#### [INSTRUCCIONES]
Copia sin cambios el tramo que va desde el inicio de las filas hasta la línea que contiene "[102,106,117,121]", con ambos extremos incluidos.
╭─ FILAS DE TRABAJO
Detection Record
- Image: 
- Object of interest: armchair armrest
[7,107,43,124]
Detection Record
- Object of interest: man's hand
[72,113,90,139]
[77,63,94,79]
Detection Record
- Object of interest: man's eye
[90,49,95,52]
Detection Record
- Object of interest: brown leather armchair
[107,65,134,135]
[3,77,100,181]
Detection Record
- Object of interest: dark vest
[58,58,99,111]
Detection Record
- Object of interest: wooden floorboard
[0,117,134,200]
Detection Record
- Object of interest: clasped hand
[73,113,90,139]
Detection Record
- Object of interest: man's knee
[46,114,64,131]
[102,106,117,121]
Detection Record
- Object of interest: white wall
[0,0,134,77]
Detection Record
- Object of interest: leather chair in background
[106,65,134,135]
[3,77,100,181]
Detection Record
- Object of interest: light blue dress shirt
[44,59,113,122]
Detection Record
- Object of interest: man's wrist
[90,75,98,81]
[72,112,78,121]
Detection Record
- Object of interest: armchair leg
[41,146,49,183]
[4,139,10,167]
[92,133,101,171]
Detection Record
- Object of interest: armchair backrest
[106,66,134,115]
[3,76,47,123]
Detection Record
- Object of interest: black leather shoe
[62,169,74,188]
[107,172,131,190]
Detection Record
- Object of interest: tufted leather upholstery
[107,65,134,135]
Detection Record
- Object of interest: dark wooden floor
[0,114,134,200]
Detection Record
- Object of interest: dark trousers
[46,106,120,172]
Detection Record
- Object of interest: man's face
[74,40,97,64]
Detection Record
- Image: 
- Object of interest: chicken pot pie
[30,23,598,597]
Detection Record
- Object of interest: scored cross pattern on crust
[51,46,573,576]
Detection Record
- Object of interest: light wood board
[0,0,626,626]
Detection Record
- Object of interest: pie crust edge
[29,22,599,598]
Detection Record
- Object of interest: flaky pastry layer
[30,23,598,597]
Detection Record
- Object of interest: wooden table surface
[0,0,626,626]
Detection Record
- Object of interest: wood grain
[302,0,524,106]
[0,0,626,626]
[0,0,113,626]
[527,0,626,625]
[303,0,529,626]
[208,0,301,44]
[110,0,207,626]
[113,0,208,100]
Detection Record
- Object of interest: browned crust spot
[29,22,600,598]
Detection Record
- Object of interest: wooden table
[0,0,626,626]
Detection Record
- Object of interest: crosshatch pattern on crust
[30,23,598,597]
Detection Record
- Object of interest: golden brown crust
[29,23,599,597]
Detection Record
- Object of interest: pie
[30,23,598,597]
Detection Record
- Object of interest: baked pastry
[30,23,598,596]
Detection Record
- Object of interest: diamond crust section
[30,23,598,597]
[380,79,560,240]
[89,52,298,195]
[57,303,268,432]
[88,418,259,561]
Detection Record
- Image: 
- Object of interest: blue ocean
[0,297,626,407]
╰─
#### [EJERCICIO RESUELTO]
Detection Record
- Image: 
- Object of interest: armchair armrest
[7,107,43,124]
Detection Record
- Object of interest: man's hand
[72,113,90,139]
[77,63,94,79]
Detection Record
- Object of interest: man's eye
[90,49,95,52]
Detection Record
- Object of interest: brown leather armchair
[107,65,134,135]
[3,77,100,181]
Detection Record
- Object of interest: dark vest
[58,58,99,111]
Detection Record
- Object of interest: wooden floorboard
[0,117,134,200]
Detection Record
- Object of interest: clasped hand
[73,113,90,139]
Detection Record
- Object of interest: man's knee
[46,114,64,131]
[102,106,117,121]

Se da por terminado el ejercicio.